説明

水系剛直主鎖型液晶組成物、及びこれを利用したキラルセンサー

【課題】本発明は、従来に例がない合成螺旋高分子の水系剛直主鎖型液晶を提供することを目的とする。より具体的には、本発明は、合成螺旋高分子の水溶性の塩からなる濃厚水溶液中で発現する剛直主鎖型液晶を提供すること、及びキラルセンサーとして利用できる水系剛直主鎖型液晶を提供することを目的とする。
【解決手段】本発明は、不斉炭素を主鎖の主たる構成成分としない合成螺旋高分子、例えばそのようなポリアセチレン誘導体の水溶性の塩からなる水系剛直主鎖型液晶に関する。
また、本発明は、上記合成螺旋高分子の水溶性の塩、就中、不斉炭素を持たない上記合成螺旋高分子の水溶性の塩からなる液晶を利用したキラルセンサーに関する。

【発明の詳細な説明】
【技術分野】
【0001】
本発明は、合成螺旋高分子の水溶性の塩からなる水系剛直主鎖型液晶組成物に関する。

## 提供データ
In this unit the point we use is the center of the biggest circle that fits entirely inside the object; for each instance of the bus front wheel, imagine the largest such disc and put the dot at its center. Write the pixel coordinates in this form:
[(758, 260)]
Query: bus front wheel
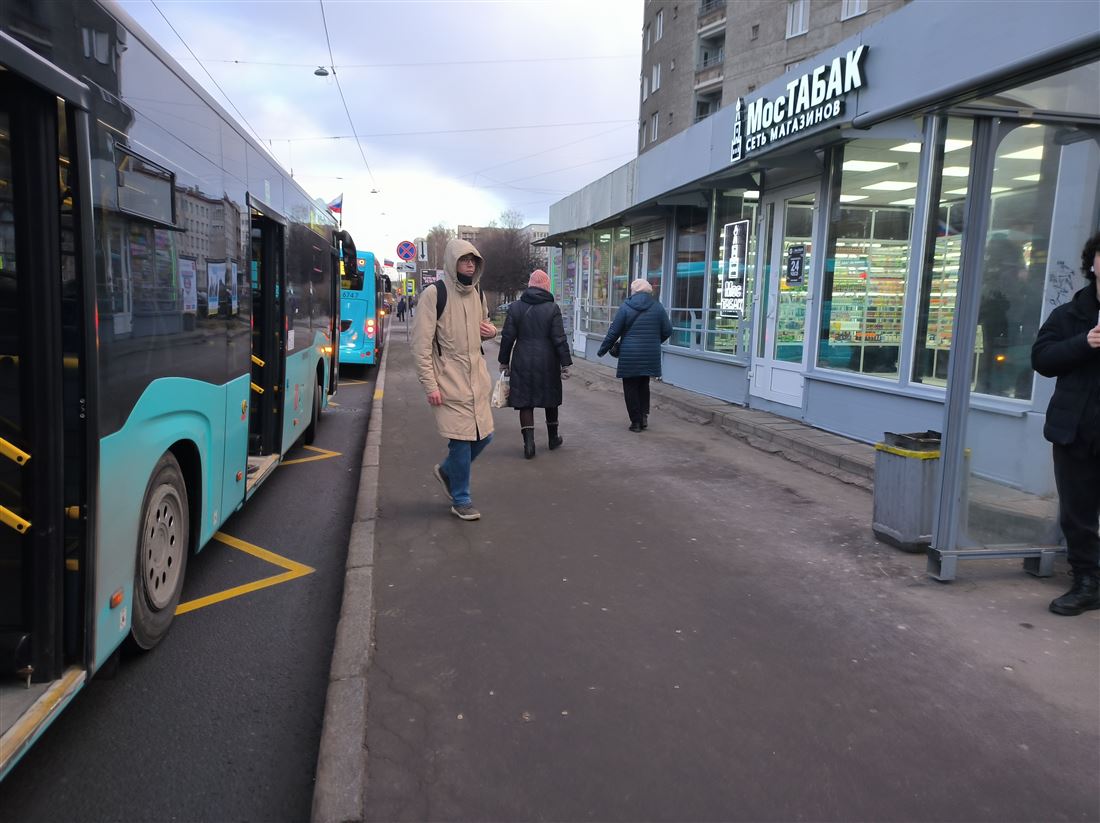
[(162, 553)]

## 練習問題
1 – 抜粋のうち「【課題】本発明は」で始まる段落を、主な内容を残して短い箇条書きに直してください。
2 – 抜粋の「水系剛直主鎖型液晶組成物、及びこれを利用したキラルセンサー」から「水系剛直主鎖型液晶に関する。」まで（両端を含む）を、一字も変えずに書き出してください。
3 – 抜粋について、次の問いに短く答えてください。
(a) 【解決手段】で、合成螺旋高分子の例として挙げられているものは何ですか。
(b) 【0001】によると、本発明は何に関するものですか。
(c) 題名で、液晶組成物を利用したものとして示されているのは何ですか。
上の抜粋に書かれていることだけを使って答えてください。

## 解答
1 –
- これまでに例のない、合成螺旋高分子の水系剛直主鎖型液晶を提供することが目的
- 具体的には、合成螺旋高分子の水溶性の塩からなる濃厚水溶液中で現れる剛直主鎖型液晶を提供すること
- キラルセンサーとして使える水系剛直主鎖型液晶を提供すること

2 –
水系剛直主鎖型液晶組成物、及びこれを利用したキラルセンサー

【課題】本発明は、従来に例がない合成螺旋高分子の水系剛直主鎖型液晶を提供することを目的とする。より具体的には、本発明は、合成螺旋高分子の水溶性の塩からなる濃厚水溶液中で発現する剛直主鎖型液晶を提供すること、及びキラルセンサーとして利用できる水系剛直主鎖型液晶を提供することを目的とする。
【解決手段】本発明は、不斉炭素を主鎖の主たる構成成分としない合成螺旋高分子、例えばそのようなポリアセチレン誘導体の水溶性の塩からなる水系剛直主鎖型液晶に関する。

3 –
(a) ポリアセチレン誘導体
(b) 合成螺旋高分子の水溶性の塩からなる水系剛直主鎖型液晶組成物
(c) キラルセンサー